— start of Raw data —

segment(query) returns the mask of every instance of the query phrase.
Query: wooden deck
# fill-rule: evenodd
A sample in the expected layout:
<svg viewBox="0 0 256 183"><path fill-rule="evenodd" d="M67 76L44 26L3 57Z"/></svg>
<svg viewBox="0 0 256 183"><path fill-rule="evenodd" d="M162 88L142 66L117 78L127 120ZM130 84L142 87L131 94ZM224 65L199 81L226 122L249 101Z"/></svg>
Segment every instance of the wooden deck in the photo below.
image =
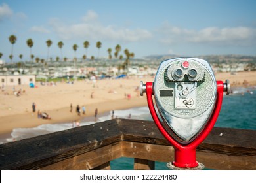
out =
<svg viewBox="0 0 256 183"><path fill-rule="evenodd" d="M222 133L222 135L220 134ZM256 169L256 131L215 127L197 160L215 169ZM0 145L0 169L111 169L134 158L135 169L173 161L173 148L152 122L116 119Z"/></svg>

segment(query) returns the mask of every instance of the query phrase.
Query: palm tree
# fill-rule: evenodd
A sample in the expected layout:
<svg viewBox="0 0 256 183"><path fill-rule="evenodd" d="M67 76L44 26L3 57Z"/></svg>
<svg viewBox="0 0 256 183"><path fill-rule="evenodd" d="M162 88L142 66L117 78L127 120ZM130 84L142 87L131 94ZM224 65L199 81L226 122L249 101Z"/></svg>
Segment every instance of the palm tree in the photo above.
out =
<svg viewBox="0 0 256 183"><path fill-rule="evenodd" d="M20 54L20 55L18 56L18 57L20 58L20 61L22 61L23 55L22 55L22 54Z"/></svg>
<svg viewBox="0 0 256 183"><path fill-rule="evenodd" d="M86 55L83 56L83 61L85 61L86 59Z"/></svg>
<svg viewBox="0 0 256 183"><path fill-rule="evenodd" d="M37 63L39 63L39 61L40 61L40 59L38 57L35 58L35 62Z"/></svg>
<svg viewBox="0 0 256 183"><path fill-rule="evenodd" d="M46 42L46 44L47 45L47 47L48 47L48 50L47 50L47 59L46 59L46 61L48 61L48 59L49 59L49 52L50 52L50 46L51 46L51 45L52 45L53 41L51 41L51 39L48 39L45 42Z"/></svg>
<svg viewBox="0 0 256 183"><path fill-rule="evenodd" d="M75 65L75 63L76 63L76 61L77 61L77 58L76 58L76 50L77 50L77 48L78 48L78 46L77 44L75 44L73 45L73 50L75 52L75 57L74 58L74 64L75 65L75 69L76 67L76 65ZM74 75L75 75L75 73L74 73Z"/></svg>
<svg viewBox="0 0 256 183"><path fill-rule="evenodd" d="M129 62L130 62L130 60L129 60L130 56L131 56L130 52L129 52L128 49L125 49L123 52L124 52L125 54L126 55L126 60L125 60L125 63L126 65L126 67L128 69L128 66L129 66Z"/></svg>
<svg viewBox="0 0 256 183"><path fill-rule="evenodd" d="M112 58L112 56L111 55L111 52L112 51L112 49L110 48L108 49L108 58L111 59Z"/></svg>
<svg viewBox="0 0 256 183"><path fill-rule="evenodd" d="M9 58L12 61L13 58L13 56L12 54L9 55Z"/></svg>
<svg viewBox="0 0 256 183"><path fill-rule="evenodd" d="M87 55L87 49L88 49L88 47L89 45L90 45L90 43L88 41L85 41L83 42L83 47L85 47L85 48L86 49L86 55Z"/></svg>
<svg viewBox="0 0 256 183"><path fill-rule="evenodd" d="M27 45L30 48L30 57L32 58L32 48L33 45L33 40L30 38L27 40Z"/></svg>
<svg viewBox="0 0 256 183"><path fill-rule="evenodd" d="M75 44L73 45L73 50L75 51L75 58L76 58L76 50L77 50L78 46Z"/></svg>
<svg viewBox="0 0 256 183"><path fill-rule="evenodd" d="M120 56L119 56L119 60L122 60L122 59L123 59L123 55L120 55Z"/></svg>
<svg viewBox="0 0 256 183"><path fill-rule="evenodd" d="M64 43L62 41L60 41L58 42L58 48L60 48L60 56L61 56L61 59L62 59L62 46L64 45Z"/></svg>
<svg viewBox="0 0 256 183"><path fill-rule="evenodd" d="M12 61L12 58L13 58L13 45L15 44L16 41L17 41L17 38L16 37L15 35L10 35L9 41L11 42L11 44L12 44L12 50L11 50L11 55L12 56L12 57L10 57L11 62Z"/></svg>
<svg viewBox="0 0 256 183"><path fill-rule="evenodd" d="M119 52L121 50L121 46L119 44L116 45L115 50L116 50L115 57L117 58Z"/></svg>
<svg viewBox="0 0 256 183"><path fill-rule="evenodd" d="M100 58L100 48L101 48L101 45L102 44L100 42L100 41L98 41L97 43L96 43L96 47L98 49L98 57Z"/></svg>
<svg viewBox="0 0 256 183"><path fill-rule="evenodd" d="M34 58L35 56L33 54L31 54L30 55L30 58L31 59L32 59L32 61L33 61L33 58Z"/></svg>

— end of Raw data —

## Exercise aim
Set out the data above as a numbered list with one line per item, leaving out the blank lines and the pictures.

## Full output
1. segment(query) returns the mask of every instance of the query phrase.
2. Query: wooden deck
3. # fill-rule: evenodd
4. A sample in the expected layout:
5. <svg viewBox="0 0 256 183"><path fill-rule="evenodd" d="M67 76L44 26L3 57Z"/></svg>
6. <svg viewBox="0 0 256 183"><path fill-rule="evenodd" d="M162 88L142 66L117 78L127 120ZM130 84L142 87L131 94ZM224 65L199 81L226 122L249 101Z"/></svg>
7. Segment every instance of the wooden deck in the photo below.
8. image =
9. out =
10. <svg viewBox="0 0 256 183"><path fill-rule="evenodd" d="M222 133L222 135L220 134ZM256 169L256 131L215 127L197 160L215 169ZM0 145L0 169L111 169L134 158L135 169L173 161L173 148L152 122L116 119Z"/></svg>
11. segment(query) returns the mask of every instance of the query phrase.
12. Query: palm tree
13. # fill-rule: evenodd
14. A sample in the expected layout:
15. <svg viewBox="0 0 256 183"><path fill-rule="evenodd" d="M67 76L44 26L3 57Z"/></svg>
16. <svg viewBox="0 0 256 183"><path fill-rule="evenodd" d="M162 88L142 66L117 78L127 120ZM130 84L142 87L131 94ZM224 65L199 81L226 122L249 101Z"/></svg>
17. Segment every instance of the palm tree in the photo above.
18. out =
19. <svg viewBox="0 0 256 183"><path fill-rule="evenodd" d="M20 54L20 55L18 56L18 57L20 58L20 61L22 61L23 55L22 55L22 54Z"/></svg>
20. <svg viewBox="0 0 256 183"><path fill-rule="evenodd" d="M86 55L83 56L83 61L85 61L86 59Z"/></svg>
21. <svg viewBox="0 0 256 183"><path fill-rule="evenodd" d="M37 63L39 63L39 61L40 61L40 59L38 57L35 58L35 62Z"/></svg>
22. <svg viewBox="0 0 256 183"><path fill-rule="evenodd" d="M46 42L46 44L47 45L47 47L48 47L48 50L47 50L47 59L46 59L46 61L48 61L48 59L49 59L49 52L50 52L50 46L51 46L51 45L52 45L53 41L51 41L51 39L48 39L45 42Z"/></svg>
23. <svg viewBox="0 0 256 183"><path fill-rule="evenodd" d="M75 65L75 63L76 63L76 61L77 61L77 58L76 58L76 50L77 50L77 48L78 48L78 46L77 44L75 44L73 45L73 50L75 52L75 57L74 58L74 64L75 65L75 69L76 67L76 65ZM74 75L75 75L75 73L74 73Z"/></svg>
24. <svg viewBox="0 0 256 183"><path fill-rule="evenodd" d="M129 62L130 62L130 60L129 60L130 56L131 56L130 52L129 52L128 49L125 49L123 52L124 52L125 54L126 55L126 60L125 60L125 63L126 65L126 67L128 69L128 66L129 66Z"/></svg>
25. <svg viewBox="0 0 256 183"><path fill-rule="evenodd" d="M112 58L112 56L111 55L111 52L112 51L112 49L110 48L108 49L108 58L111 59Z"/></svg>
26. <svg viewBox="0 0 256 183"><path fill-rule="evenodd" d="M9 58L12 61L13 58L13 56L12 54L9 55Z"/></svg>
27. <svg viewBox="0 0 256 183"><path fill-rule="evenodd" d="M87 55L87 49L88 49L88 47L89 45L90 45L90 43L88 41L85 41L83 42L83 47L85 47L85 48L86 49L86 55Z"/></svg>
28. <svg viewBox="0 0 256 183"><path fill-rule="evenodd" d="M27 45L30 48L30 57L32 58L32 48L33 45L33 40L30 38L27 40Z"/></svg>
29. <svg viewBox="0 0 256 183"><path fill-rule="evenodd" d="M75 44L73 45L73 50L75 51L75 58L76 58L76 50L77 50L78 46Z"/></svg>
30. <svg viewBox="0 0 256 183"><path fill-rule="evenodd" d="M120 56L119 56L119 60L122 60L122 59L123 59L123 55L120 55Z"/></svg>
31. <svg viewBox="0 0 256 183"><path fill-rule="evenodd" d="M64 43L62 41L60 41L58 42L58 48L60 48L60 56L61 56L61 59L62 59L62 46L64 45Z"/></svg>
32. <svg viewBox="0 0 256 183"><path fill-rule="evenodd" d="M12 61L12 58L13 58L13 45L15 44L16 41L17 41L17 38L16 37L15 35L10 35L9 41L11 42L11 44L12 44L12 50L11 50L11 55L12 56L12 57L10 57L11 62Z"/></svg>
33. <svg viewBox="0 0 256 183"><path fill-rule="evenodd" d="M119 52L121 50L121 46L119 44L116 45L115 50L116 50L115 57L117 58Z"/></svg>
34. <svg viewBox="0 0 256 183"><path fill-rule="evenodd" d="M100 58L100 48L101 48L101 45L102 44L100 42L100 41L98 41L97 43L96 43L96 47L98 49L98 57Z"/></svg>
35. <svg viewBox="0 0 256 183"><path fill-rule="evenodd" d="M34 58L35 56L33 54L31 54L30 55L30 58L31 59L32 59L32 61L33 61L33 58Z"/></svg>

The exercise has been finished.